[Opening Document text section]
Paperclip was the red bar. Claude Code is the pivot.
I wanted a local AI agent system that just worked. No cloud API costs, no sending my code to a server, just models running on my M5 doing useful work while I sleep.
Paperclip was the bet. You wire up local LLMs to a task queue, agents pick up tickets, they do research and write code and update docs. The idea is solid. The execution has been janky.
The problems aren’t catastrophic. They’re worse than that — they’re intermittent. The heartbeat fires but the agent runs for 4 minutes and exits without finishing. The workspace warning prints to stderr and Paperclip lights it up red even when nothing actually failed. The model that’s loaded when the heartbeat fires isn’t always the one the agent expects. First run fails, second run succeeds, ticket sits in in_review forever because nobody closed it.
It works. Just not reliably enough to trust.
So I’m pivoting. Claude Code Desktop added scheduled tasks and I’ve been playing with it for Transcripted. The setup I built is five nightly jobs staggered across the early morning:
1:47 AM — build and test watchdog. Runs xcodebuild, catches failures, attempts a surgical fix, opens a PR if it worked or files an issue if it didn’t. Silent on healthy nights.
2:17 AM — simplification sweep. Looks for duplicate code and efficiency opportunities across the ~140 Swift files. No PR if there’s nothing real to fix.
3:23 AM — code review. Focuses on the last 7 days of commits. Threading violations, missing error handling, logic bugs in the transcription pipeline.
4:37 AM — security audit. Path traversal in file handling, SQL injection in the speaker database, force unwraps in critical paths, HuggingFace download integrity.
[Closing Document text section]
[Opening Records supplied section]
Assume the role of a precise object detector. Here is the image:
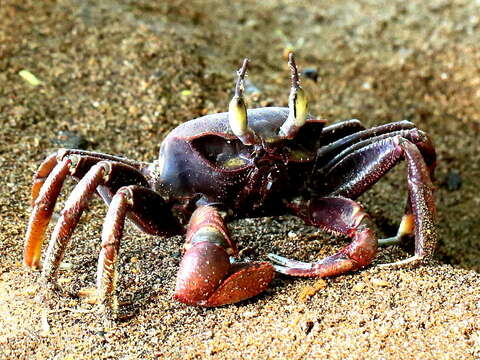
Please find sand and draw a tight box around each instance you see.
[0,0,480,359]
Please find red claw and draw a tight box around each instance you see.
[173,206,275,307]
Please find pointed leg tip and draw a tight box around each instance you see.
[378,255,426,269]
[267,254,312,269]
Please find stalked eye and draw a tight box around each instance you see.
[191,135,250,170]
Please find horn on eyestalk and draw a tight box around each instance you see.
[279,53,308,139]
[228,58,255,145]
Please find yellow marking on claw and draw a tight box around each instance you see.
[289,87,308,127]
[397,214,415,237]
[218,157,247,169]
[228,96,248,136]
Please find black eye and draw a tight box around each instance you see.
[191,134,250,169]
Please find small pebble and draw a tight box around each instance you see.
[51,131,87,149]
[302,68,318,82]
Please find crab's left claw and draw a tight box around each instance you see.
[268,197,378,277]
[173,206,275,307]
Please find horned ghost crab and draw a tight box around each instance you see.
[24,54,436,314]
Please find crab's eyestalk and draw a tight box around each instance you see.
[280,53,308,138]
[228,59,255,145]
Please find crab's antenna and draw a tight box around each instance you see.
[228,58,255,145]
[280,53,308,138]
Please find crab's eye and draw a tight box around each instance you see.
[191,135,249,170]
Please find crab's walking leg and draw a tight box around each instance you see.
[326,134,437,265]
[268,197,377,277]
[97,185,182,318]
[23,158,72,268]
[42,161,112,283]
[24,150,148,268]
[174,206,275,306]
[32,149,147,205]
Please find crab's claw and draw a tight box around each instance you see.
[173,206,275,307]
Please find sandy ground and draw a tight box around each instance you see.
[0,0,480,359]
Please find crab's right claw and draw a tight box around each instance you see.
[173,206,275,307]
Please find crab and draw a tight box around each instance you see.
[24,54,436,314]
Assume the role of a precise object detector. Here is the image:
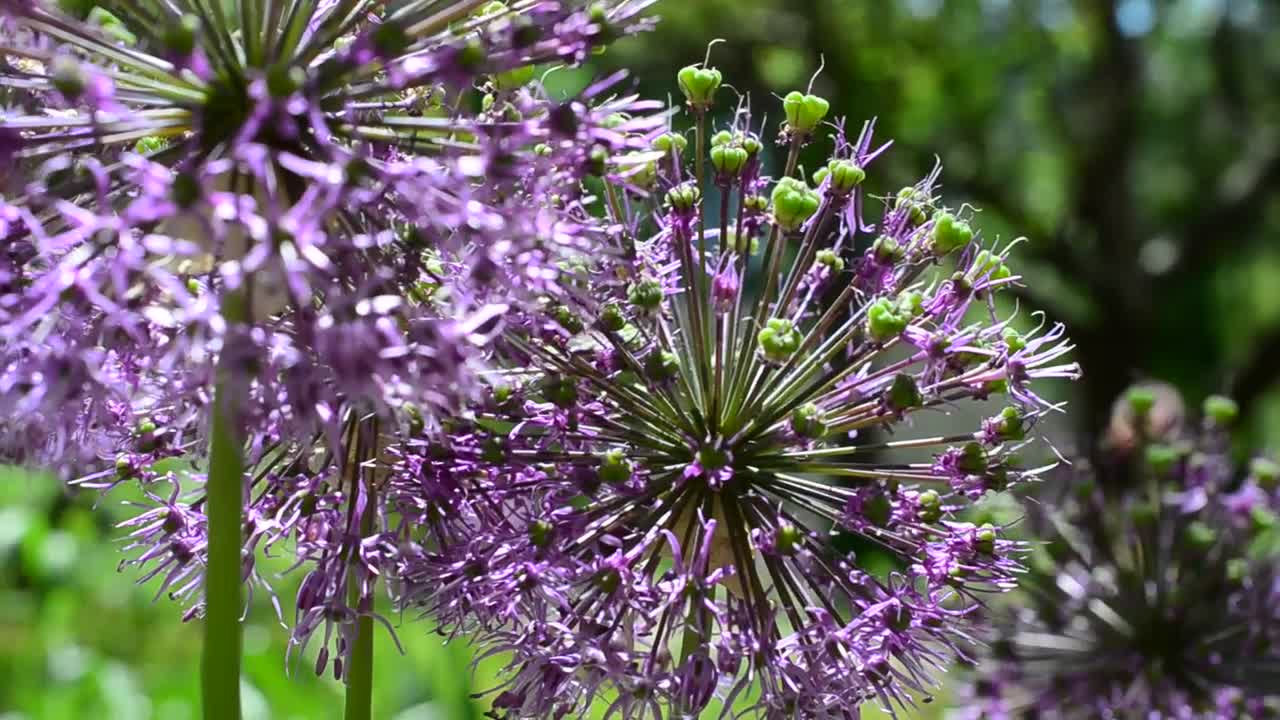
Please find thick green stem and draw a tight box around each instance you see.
[200,297,244,720]
[344,569,374,720]
[344,425,376,720]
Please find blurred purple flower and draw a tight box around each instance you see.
[Closing Records supplied section]
## Exercise set
1. Could you transcribe the post on local AI agents between "Paperclip was the red" and "while I sleep.", inclusive?
2. Can you pick up the post on local AI agents after its last line and carry it on?

## Results of the tasks
1.
Paperclip was the red bar. Claude Code is the pivot.
I wanted a local AI agent system that just worked. No cloud API costs, no sending my code to a server, just models running on my M5 doing useful work while I sleep.

2.
Separately — CLAUDE.md sync. Compares all 15 documentation files against the actual codebase and updates anything that’s drifted.
The key design principle: no noise on clean nights. PRs only get created when something real was found and fixed. Issues only get filed when something is genuinely broken. If everything’s fine, nothing happens.
I haven’t run these long enough to know if they work yet. That’s the experiment. But the mental model is cleaner — Claude Code is deeply integrated into the codebase, it already knows the files and the patterns, and the scheduling is native rather than bolted on through a bridge layer and a heartbeat script and an MLX server that may or may not have the right model loaded.
Paperclip as a research tool is still useful. The GitHub issues mining it ran last night — scanning Meetily, Screenpipe, Whisper.cpp for open issues and user complaints — that was legitimately good. Local Nemotron 49B, no API costs, solid output. That use case plays to its strengths.
For code work on a production app, I need more reliability than I’ve been getting. Red bar on the original plan. New experiment live.